● CEL:
Odpowiedz, proszę, krótko na pytania do poniższego tekstu o opaskach na uczelniach w Hanowerze:
(a) O ile procent skrócił się czas weryfikacji osób wchodzących na teren placówki?
(b) Która organizacja skrytykowała opaski w oświadczeniu?
(c) W jakiej miejscowości i w jakim landzie znajduje się Europa Park?

● FRAGMENT TEKSTU:

*****

Jest on konieczny, by móc wejść do uczelnianych budynków. Hohschule w Hanowerze tłumaczy się oszczędnością czasu. Dziekan jednego z wydziałów, Wolfgang Strache, wyjaśniał, że czas weryfikacji osób wchodzących na teren placówki skrócił się o 75 proc.
Opaski "skracają" kolejki
Zdaniem dziekana, pomysł opasek został zaaprobowany przez studentów. Podobnie mówi rektor Uniwersytetu Leibniza. - Nie chcemy, by studenci stali w długich kolejkach, a potem mieli tylko dziesięć minut wykładu - tłumaczył profesor dr hab. Volker Eppinh.
Noszenie plastikowych opasek jest dobrowolne.
Pomysł krytykują związki oświatowe. "Odrzucamy publicznie widoczną identyfikację osób zaszczepionych. Ochrona tych wrażliwych informacji musi być elementarna. Opaski to zła droga" - pisze w oświadczeniu niemiecki Związek Zawodowy Oświaty i Nauki (GEW).
Podobne rozwiązanie zapowiadał w sierpniu niemiecki park rozrywki. Jedna z największych tego typu instytucji, Europa Park w Rust w landzie Badenia-Wirtembergia po fali krytyki w mediach zrezygnował z tego pomysłu.

*****

● WIERSZE DANYCH:
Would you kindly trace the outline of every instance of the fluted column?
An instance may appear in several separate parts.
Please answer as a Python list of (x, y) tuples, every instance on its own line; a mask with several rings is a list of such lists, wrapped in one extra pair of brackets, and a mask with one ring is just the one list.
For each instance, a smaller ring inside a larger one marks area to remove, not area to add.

*****

● PEŁNA ODPOWIEDŹ:
(a) O 75 proc.
(b) Niemiecki Związek Zawodowy Oświaty i Nauki (GEW).
(c) W Rust, w landzie Badenia-Wirtembergia.